Central section of the Western Beskids (; ) are a set of mountain ranges spanning the southern Polish and northern Slovak border. They constitute a section of the Western Beskids, within the Outer Western Carpathians.

In geographic classification, the term Beskid Mountains has several definitions, related to distinctive historical and linguistic traditions. Depending on a particular classification, designation Central in relation to the Beskids is also used with different meanings. In Slovak terminology, the term Central Beskids () is used to designate this section of the Beskid Mountains within the Outer Western Carpathians. In Polish terminology, the same region is also classified as the central section of the Western Beskids, but not under the term Central Beskids (), since that term is used to designate Lower Beskids of the Outer Eastern Carpathians.

Subdivision

The Central section of the Western Beskids consist of the following sets of mountain ranges:

 Orava Beskids (SK: Oravské Beskydy) + Żywiec Beskids (PL: Beskid Żywiecki) (the older SK equivalent of Beskid Zywiecki is "Slovenské Beskydy"- Slovak Beskids or "Kysucko-oravské Beskydy"- Kysuce-Orava Beskids)

^^^^^^^^

#### TASK STATEMENT
Reproduce the portion of the Western Beskids article from "Central section of the Western Beskids (;" up to and including "Outer Eastern Carpathians.".

^^^^^^^^

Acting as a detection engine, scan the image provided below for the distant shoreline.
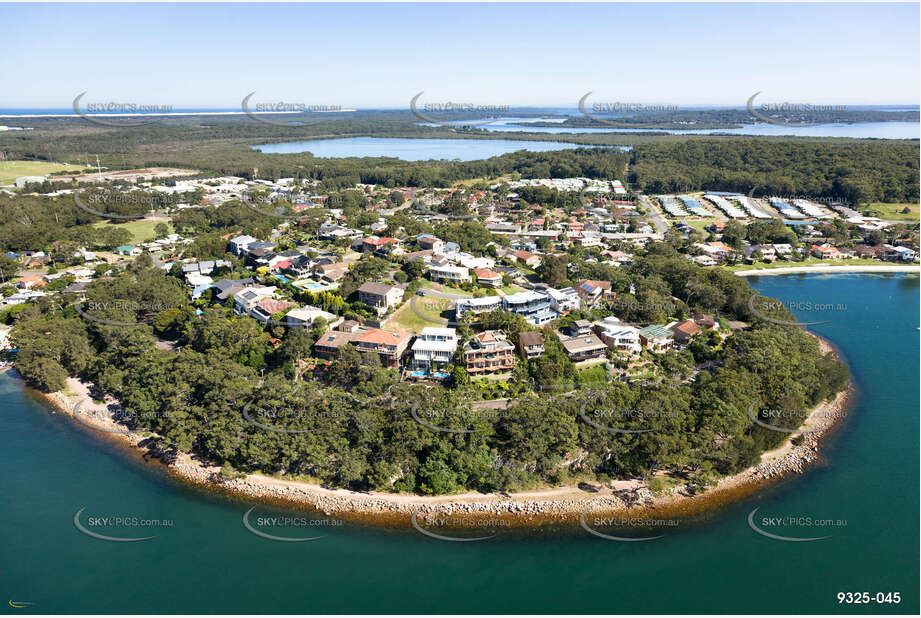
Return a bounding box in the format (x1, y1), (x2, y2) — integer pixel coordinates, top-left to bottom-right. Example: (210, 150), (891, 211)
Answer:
(16, 335), (854, 527)
(735, 264), (921, 277)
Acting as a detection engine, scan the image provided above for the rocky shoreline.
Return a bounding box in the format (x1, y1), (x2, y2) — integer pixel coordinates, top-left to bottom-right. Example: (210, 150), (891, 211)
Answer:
(21, 338), (853, 527)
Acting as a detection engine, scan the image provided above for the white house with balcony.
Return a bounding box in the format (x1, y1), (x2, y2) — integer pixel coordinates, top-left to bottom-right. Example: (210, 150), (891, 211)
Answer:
(412, 326), (457, 371)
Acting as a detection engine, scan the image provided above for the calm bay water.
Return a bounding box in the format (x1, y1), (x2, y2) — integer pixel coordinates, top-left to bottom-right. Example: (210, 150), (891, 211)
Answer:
(481, 118), (921, 139)
(253, 137), (624, 161)
(0, 274), (919, 614)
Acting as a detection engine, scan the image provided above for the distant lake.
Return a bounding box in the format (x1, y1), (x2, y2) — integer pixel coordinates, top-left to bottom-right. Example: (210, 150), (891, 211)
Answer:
(253, 137), (624, 161)
(474, 117), (921, 139)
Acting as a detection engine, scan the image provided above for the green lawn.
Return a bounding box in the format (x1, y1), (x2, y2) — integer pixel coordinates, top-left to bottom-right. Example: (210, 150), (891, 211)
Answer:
(422, 279), (473, 298)
(723, 257), (892, 272)
(386, 296), (453, 334)
(0, 161), (83, 185)
(860, 202), (921, 221)
(93, 219), (173, 243)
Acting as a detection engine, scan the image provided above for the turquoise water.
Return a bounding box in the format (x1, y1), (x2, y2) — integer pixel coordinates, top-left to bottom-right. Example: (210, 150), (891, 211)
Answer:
(0, 274), (919, 614)
(253, 137), (620, 161)
(481, 121), (921, 139)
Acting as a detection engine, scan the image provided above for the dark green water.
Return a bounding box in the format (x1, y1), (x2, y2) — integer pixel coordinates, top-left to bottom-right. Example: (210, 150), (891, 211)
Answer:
(0, 275), (919, 614)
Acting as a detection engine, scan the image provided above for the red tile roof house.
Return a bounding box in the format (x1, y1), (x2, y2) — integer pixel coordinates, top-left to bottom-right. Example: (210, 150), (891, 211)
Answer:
(576, 279), (615, 307)
(16, 275), (46, 289)
(358, 281), (405, 313)
(670, 320), (700, 345)
(473, 268), (502, 288)
(249, 298), (297, 324)
(812, 245), (842, 260)
(518, 331), (544, 360)
(361, 236), (397, 253)
(512, 251), (540, 266)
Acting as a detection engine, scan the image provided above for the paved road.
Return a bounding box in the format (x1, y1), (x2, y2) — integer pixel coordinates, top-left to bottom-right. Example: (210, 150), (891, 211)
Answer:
(637, 194), (671, 236)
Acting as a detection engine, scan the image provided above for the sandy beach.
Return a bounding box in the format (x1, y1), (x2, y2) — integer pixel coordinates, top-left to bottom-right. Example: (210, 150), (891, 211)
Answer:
(21, 337), (853, 526)
(735, 264), (921, 277)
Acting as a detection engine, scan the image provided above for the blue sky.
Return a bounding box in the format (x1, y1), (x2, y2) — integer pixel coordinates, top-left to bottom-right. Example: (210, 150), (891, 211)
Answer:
(0, 3), (921, 109)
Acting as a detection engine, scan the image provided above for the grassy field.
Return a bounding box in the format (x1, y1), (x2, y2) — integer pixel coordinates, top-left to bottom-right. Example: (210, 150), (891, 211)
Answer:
(385, 296), (454, 334)
(723, 257), (891, 271)
(422, 279), (473, 298)
(94, 219), (173, 243)
(860, 202), (921, 221)
(0, 161), (83, 185)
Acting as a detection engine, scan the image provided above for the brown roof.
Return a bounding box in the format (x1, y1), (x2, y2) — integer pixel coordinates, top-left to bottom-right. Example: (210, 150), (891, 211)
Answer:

^^^^^^^^

#### FINISHED ANSWER
Central section of the Western Beskids (; ) are a set of mountain ranges spanning the southern Polish and northern Slovak border. They constitute a section of the Western Beskids, within the Outer Western Carpathians.

In geographic classification, the term Beskid Mountains has several definitions, related to distinctive historical and linguistic traditions. Depending on a particular classification, designation Central in relation to the Beskids is also used with different meanings. In Slovak terminology, the term Central Beskids () is used to designate this section of the Beskid Mountains within the Outer Western Carpathians. In Polish terminology, the same region is also classified as the central section of the Western Beskids, but not under the term Central Beskids (), since that term is used to designate Lower Beskids of the Outer Eastern Carpathians.